▶ SOURCE EXTRACT:
--- Start ---
# does anyone use this system?



## whosnext (Dec 18, 2008)

looking to upgrade my plow and looking at this...any info would be great

http://www.mooseutilities.com/products.jsp?level1=972&product_group_id=7547


----------



## sublime68charge (Dec 28, 2007)

what type of unit are you putting this on?


----------



## whosnext (Dec 18, 2008)

sublime68charge;893168 said:


> what type of unit are you putting this on?


its going on a polaris rzr


----------



## kelly67 (Nov 15, 2008)

I use a vee blade with manual adjustments an would love to have full hyd. My next 4 wheeler will be a utv with that set up.


----------



## ALC-GregH (Nov 26, 2008)

kelly67;893568 said:


> I use a vee blade with manual adjustments an would love to have full hyd. My next 4 wheeler will be a utv with that set up.


That's what I want. I Rhino with a hydo V plow with a nice enclosed cab with windshield wiper.


----------



## Dave T (Feb 11, 2009)

ALC-GregH;893598 said:


> That's what I want. I Rhino with a hydo V plow with a nice enclosed cab with windshield wiper.


That's exactly what I want too. Tired of getting soaking wet trying to keep up with a storm.  If I can put a heater in one... it will have it!
--- End ---
▶ PROBLEM DETAILS: Reproduce the forum thread between "## kelly67 (Nov" and "(Nov 26, 2008)", inclusive, and switch "vee blade" to "straight blade" throughout.

▶ DATA PROVIDED:
--- Start ---
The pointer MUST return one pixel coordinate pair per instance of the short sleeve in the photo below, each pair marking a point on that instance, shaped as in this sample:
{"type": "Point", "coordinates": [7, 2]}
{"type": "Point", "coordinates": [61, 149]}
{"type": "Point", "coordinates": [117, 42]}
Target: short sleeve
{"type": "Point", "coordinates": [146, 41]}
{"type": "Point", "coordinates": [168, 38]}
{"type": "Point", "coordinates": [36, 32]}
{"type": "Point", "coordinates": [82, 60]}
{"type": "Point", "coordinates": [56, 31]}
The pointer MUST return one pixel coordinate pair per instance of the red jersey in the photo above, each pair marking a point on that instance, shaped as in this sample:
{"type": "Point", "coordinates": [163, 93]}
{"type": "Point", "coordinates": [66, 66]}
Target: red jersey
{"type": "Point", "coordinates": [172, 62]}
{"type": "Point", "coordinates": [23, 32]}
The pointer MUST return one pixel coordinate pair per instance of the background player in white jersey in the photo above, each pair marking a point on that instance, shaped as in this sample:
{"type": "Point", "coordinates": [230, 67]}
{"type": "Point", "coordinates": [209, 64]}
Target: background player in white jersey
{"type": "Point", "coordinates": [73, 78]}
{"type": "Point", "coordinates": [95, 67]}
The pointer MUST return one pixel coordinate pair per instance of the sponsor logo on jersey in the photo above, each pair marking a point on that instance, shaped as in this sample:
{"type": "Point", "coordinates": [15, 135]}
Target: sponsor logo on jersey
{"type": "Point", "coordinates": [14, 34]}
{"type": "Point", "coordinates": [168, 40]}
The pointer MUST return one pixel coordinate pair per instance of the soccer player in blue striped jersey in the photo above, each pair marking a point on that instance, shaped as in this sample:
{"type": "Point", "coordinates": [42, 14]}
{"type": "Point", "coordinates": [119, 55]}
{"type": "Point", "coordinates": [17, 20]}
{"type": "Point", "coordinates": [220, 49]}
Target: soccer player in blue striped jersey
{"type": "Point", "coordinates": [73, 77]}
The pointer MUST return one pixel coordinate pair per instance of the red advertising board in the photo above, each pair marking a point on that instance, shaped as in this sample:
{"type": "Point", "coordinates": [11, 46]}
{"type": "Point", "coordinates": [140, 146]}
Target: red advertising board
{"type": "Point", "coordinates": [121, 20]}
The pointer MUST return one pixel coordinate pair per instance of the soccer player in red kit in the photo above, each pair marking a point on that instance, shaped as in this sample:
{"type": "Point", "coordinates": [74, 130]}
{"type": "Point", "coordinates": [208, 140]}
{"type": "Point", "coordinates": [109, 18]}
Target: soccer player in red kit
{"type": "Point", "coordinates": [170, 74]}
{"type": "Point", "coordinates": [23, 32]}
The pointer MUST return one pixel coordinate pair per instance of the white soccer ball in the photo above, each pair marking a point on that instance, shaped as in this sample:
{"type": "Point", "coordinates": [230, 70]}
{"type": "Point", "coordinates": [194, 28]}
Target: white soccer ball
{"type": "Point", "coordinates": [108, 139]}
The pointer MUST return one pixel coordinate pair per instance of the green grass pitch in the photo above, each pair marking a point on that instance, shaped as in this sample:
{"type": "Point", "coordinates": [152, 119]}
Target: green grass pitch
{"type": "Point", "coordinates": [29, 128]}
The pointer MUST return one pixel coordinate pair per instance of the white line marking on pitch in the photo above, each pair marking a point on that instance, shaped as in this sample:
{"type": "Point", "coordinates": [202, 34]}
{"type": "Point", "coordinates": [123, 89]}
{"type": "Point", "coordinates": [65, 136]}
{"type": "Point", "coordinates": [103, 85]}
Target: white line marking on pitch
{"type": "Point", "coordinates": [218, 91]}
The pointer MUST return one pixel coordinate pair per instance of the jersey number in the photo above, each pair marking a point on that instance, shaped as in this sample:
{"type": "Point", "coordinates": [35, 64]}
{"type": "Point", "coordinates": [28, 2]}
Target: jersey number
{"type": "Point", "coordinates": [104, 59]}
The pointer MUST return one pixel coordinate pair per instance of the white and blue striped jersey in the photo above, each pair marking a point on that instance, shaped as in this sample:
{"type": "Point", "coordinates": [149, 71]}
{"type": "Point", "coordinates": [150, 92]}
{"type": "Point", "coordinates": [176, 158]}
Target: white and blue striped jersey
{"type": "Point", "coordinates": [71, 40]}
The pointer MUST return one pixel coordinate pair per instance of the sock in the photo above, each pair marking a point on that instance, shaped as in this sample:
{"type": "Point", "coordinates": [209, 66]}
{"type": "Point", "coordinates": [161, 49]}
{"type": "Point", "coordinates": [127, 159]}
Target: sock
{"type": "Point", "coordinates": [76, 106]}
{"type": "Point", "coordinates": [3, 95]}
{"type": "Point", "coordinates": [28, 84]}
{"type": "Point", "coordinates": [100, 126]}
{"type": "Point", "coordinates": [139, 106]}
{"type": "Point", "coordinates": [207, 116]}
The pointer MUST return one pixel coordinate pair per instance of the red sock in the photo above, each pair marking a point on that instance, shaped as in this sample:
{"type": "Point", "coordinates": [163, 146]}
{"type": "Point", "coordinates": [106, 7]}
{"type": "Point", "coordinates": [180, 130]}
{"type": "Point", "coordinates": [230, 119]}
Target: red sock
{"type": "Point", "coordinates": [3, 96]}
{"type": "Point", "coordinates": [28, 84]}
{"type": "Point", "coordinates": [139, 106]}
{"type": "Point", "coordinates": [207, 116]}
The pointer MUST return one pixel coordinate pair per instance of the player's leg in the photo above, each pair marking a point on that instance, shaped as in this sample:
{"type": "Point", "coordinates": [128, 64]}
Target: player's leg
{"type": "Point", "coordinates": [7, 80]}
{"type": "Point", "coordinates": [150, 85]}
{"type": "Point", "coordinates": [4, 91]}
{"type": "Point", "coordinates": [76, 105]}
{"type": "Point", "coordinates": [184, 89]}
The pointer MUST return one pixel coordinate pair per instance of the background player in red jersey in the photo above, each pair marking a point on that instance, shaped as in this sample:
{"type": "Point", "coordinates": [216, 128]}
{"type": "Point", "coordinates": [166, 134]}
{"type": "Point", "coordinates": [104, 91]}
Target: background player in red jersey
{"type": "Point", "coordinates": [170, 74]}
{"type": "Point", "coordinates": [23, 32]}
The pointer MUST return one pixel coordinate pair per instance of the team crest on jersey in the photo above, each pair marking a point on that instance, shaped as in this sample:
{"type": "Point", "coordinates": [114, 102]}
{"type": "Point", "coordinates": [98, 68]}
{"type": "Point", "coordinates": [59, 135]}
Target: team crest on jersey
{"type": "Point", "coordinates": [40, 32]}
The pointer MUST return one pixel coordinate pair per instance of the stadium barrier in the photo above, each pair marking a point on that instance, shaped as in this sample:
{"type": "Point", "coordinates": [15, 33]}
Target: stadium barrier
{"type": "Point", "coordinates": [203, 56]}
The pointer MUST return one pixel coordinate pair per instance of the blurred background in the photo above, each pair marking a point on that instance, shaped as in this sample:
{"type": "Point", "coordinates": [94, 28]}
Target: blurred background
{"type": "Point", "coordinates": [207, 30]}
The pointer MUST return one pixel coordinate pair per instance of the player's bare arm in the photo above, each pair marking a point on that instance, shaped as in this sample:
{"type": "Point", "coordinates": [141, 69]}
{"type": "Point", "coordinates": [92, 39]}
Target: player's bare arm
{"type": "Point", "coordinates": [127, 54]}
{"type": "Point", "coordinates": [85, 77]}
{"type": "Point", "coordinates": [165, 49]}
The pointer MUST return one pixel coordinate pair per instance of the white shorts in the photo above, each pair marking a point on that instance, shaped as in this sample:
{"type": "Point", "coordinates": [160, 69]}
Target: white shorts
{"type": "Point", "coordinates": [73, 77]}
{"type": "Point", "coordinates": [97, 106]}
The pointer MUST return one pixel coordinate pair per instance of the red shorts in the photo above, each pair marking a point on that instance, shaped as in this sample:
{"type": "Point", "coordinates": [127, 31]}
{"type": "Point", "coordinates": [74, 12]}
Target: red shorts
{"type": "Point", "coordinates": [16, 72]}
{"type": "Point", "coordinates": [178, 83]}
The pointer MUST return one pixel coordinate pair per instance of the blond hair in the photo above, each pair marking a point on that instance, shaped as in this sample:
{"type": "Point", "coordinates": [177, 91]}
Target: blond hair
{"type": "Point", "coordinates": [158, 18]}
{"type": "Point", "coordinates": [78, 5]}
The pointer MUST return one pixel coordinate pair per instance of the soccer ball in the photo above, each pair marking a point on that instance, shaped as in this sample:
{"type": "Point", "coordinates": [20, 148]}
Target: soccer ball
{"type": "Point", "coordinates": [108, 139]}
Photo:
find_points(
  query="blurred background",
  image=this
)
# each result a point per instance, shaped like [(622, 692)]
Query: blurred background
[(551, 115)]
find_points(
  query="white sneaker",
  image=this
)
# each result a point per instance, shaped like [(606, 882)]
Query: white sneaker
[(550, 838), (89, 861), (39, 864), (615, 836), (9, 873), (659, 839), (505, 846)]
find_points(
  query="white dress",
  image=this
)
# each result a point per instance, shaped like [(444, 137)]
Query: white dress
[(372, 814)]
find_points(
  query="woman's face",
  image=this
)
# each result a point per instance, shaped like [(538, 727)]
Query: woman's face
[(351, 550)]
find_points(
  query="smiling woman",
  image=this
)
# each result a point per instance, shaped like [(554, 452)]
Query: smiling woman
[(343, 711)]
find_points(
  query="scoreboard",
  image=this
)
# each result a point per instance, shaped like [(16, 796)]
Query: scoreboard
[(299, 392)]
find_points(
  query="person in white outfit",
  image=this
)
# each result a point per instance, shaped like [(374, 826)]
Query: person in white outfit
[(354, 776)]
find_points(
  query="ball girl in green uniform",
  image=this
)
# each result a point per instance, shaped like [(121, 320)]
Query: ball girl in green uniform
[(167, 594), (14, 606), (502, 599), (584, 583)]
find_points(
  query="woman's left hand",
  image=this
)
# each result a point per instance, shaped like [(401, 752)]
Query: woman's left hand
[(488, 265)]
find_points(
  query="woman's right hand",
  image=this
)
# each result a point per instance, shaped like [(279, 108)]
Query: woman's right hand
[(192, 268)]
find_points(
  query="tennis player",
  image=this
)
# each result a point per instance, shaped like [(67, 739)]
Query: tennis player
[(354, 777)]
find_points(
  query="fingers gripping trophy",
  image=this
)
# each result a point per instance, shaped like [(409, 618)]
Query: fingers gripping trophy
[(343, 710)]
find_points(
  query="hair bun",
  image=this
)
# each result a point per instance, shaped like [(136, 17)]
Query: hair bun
--- End ---
▶ TASK SOLUTION:
## kelly67 (Nov 15, 2008)

I use a straight blade with manual adjustments an would love to have full hyd. My next 4 wheeler will be a utv with that set up.


----------



## ALC-GregH (Nov 26, 2008)